Quote every line below exactly as it reads.

Stored data entries
========================

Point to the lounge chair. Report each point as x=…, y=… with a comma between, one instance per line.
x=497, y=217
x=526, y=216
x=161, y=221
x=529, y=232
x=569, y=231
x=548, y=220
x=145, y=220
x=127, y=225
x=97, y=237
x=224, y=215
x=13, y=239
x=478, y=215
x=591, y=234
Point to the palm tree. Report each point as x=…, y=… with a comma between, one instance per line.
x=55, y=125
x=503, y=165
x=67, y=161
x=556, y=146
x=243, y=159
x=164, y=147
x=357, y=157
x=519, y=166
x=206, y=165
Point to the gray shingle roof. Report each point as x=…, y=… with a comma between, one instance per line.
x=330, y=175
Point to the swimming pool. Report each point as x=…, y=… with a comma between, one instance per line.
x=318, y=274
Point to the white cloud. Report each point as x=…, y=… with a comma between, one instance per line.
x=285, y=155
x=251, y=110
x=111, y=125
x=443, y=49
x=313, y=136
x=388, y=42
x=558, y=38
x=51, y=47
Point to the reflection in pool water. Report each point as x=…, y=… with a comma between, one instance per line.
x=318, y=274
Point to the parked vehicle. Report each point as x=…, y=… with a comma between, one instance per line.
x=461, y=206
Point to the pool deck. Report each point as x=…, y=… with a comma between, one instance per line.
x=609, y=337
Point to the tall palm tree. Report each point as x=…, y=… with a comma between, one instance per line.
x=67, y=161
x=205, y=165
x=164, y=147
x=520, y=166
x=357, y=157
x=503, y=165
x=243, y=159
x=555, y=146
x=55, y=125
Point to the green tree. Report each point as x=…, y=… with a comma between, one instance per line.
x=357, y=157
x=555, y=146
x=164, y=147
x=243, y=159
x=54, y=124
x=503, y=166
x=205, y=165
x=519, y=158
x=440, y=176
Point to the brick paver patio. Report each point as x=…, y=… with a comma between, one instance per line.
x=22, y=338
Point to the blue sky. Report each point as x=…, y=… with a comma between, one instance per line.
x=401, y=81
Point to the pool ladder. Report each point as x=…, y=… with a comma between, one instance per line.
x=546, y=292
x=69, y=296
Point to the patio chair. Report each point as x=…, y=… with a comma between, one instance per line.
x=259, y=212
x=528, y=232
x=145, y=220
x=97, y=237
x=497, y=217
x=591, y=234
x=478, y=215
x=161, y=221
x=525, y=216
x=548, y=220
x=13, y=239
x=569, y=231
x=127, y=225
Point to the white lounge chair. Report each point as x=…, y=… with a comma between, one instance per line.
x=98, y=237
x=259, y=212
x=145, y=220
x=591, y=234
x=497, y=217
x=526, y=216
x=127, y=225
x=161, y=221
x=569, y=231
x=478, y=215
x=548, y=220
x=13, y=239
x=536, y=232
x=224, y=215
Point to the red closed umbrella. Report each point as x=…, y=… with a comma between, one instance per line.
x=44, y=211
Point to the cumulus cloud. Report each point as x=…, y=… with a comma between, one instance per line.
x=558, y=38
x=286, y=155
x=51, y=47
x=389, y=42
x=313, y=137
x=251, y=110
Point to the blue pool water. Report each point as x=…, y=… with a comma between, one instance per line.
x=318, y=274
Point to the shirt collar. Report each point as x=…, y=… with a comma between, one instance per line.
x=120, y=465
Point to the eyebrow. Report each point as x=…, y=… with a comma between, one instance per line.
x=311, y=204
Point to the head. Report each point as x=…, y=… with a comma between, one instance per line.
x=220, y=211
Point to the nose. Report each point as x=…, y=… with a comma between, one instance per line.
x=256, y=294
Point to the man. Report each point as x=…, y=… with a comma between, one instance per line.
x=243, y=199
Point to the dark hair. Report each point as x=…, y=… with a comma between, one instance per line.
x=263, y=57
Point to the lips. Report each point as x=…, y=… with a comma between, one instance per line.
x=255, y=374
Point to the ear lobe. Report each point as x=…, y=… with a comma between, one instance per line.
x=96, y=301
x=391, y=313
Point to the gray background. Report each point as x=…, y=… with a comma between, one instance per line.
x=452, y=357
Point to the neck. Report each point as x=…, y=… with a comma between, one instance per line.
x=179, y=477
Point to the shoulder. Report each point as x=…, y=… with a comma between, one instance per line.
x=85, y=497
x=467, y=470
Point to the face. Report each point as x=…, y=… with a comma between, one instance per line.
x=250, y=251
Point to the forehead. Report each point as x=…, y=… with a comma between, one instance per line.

========================

(ANSWER TO THE PROBLEM):
Point to the lounge chair. Report each point as x=…, y=… with a comma between, one instance per line.
x=497, y=217
x=526, y=216
x=161, y=221
x=529, y=232
x=569, y=231
x=548, y=220
x=145, y=220
x=127, y=225
x=97, y=237
x=224, y=215
x=13, y=239
x=478, y=215
x=591, y=234
Point to the palm tree. Report each point as x=…, y=… with a comma between, one instance per line.
x=55, y=125
x=503, y=165
x=67, y=161
x=556, y=146
x=243, y=159
x=164, y=147
x=357, y=157
x=519, y=166
x=206, y=165
Point to the gray shingle roof. Report each point as x=…, y=… with a comma between, one instance per line.
x=330, y=175
Point to the swimming pool. Report each point as x=…, y=… with a comma between, one instance per line.
x=318, y=274
Point to the white cloud. Report each point as x=…, y=… with a comma between, one instance per line.
x=285, y=155
x=251, y=110
x=111, y=125
x=443, y=49
x=313, y=136
x=388, y=42
x=558, y=38
x=51, y=47
Point to the reflection in pool water. Report each point as x=…, y=… with a comma between, one instance per line.
x=318, y=274
Point to the parked vehicle. Report each point as x=…, y=… with a comma between, one instance per line.
x=461, y=206
Point to the pool deck. Report each point as x=…, y=… with a comma between, one instance per line.
x=609, y=337
Point to the tall palm tree. Report each point as x=…, y=… with a comma between, one instance per line.
x=67, y=161
x=205, y=165
x=164, y=147
x=520, y=166
x=357, y=157
x=503, y=165
x=243, y=159
x=555, y=146
x=55, y=125
Point to the green tree. Report each point as x=…, y=… with a comma between, one instance per line.
x=357, y=157
x=555, y=146
x=164, y=147
x=243, y=159
x=54, y=124
x=503, y=166
x=205, y=165
x=519, y=158
x=440, y=176
Point to the brick paver patio. Report each point as x=…, y=… with a comma between, one instance per line.
x=22, y=338
Point to the blue sky. Report each point as x=…, y=… with a comma between, one instance per line.
x=401, y=81
Point to the pool ladder. Report each point as x=…, y=… with a comma between, one instance per line.
x=546, y=292
x=69, y=296
Point to the patio chair. Report each point as x=…, y=… with a comma between, one instance per line.
x=259, y=212
x=528, y=232
x=145, y=220
x=97, y=237
x=497, y=217
x=591, y=234
x=478, y=215
x=161, y=221
x=525, y=216
x=548, y=220
x=13, y=239
x=569, y=231
x=127, y=225
Point to the white lounge chair. Report each point as x=…, y=… with a comma between, one instance per line.
x=98, y=237
x=259, y=212
x=145, y=220
x=591, y=234
x=497, y=217
x=526, y=216
x=127, y=225
x=161, y=221
x=569, y=231
x=478, y=215
x=548, y=220
x=13, y=239
x=536, y=232
x=224, y=215
Point to the red closed umbrella. Report each point as x=…, y=… with a comma between, one instance per line.
x=44, y=211
Point to the cumulus cloud. Report each point as x=…, y=… with a comma between, one instance per line.
x=558, y=38
x=286, y=155
x=51, y=47
x=389, y=42
x=313, y=137
x=251, y=110
Point to the blue pool water. Report each point as x=…, y=… with a comma between, one instance per line.
x=318, y=274
Point to the shirt collar. Report each point as x=…, y=… with a comma between, one instance per line.
x=120, y=465
Point to the eyebrow. Report each point as x=…, y=… with a comma between, one instance per line.
x=311, y=204
Point to the head. Report each point as x=…, y=… with a comma between, one instance per line.
x=220, y=211
Point to the nose. Report each point as x=…, y=… with a comma between, one instance per line.
x=256, y=294
Point to the man. Report each point as x=…, y=… with a comma between, one instance per line.
x=243, y=199
Point to the dark hair. Report each point as x=…, y=… with a comma between, one instance per line.
x=263, y=57
Point to the lips. Report each point as x=…, y=… with a comma between, one instance per line.
x=255, y=374
Point to the ear lobe. Report each point as x=…, y=… with a comma between, one instance per line.
x=96, y=301
x=391, y=313
Point to the gray background. Report each point as x=…, y=… with a comma between, one instance per line.
x=452, y=357
Point to the neck. Report each point as x=…, y=… with a comma between, one instance per line.
x=179, y=477
Point to the shoulder. Report each point as x=…, y=… with a comma between, one instance per line.
x=85, y=497
x=467, y=470
Point to the face. Report each point as x=…, y=… with a comma between, one instance per line.
x=250, y=251
Point to the forehead. Report each point as x=…, y=… with a comma between, one instance per line.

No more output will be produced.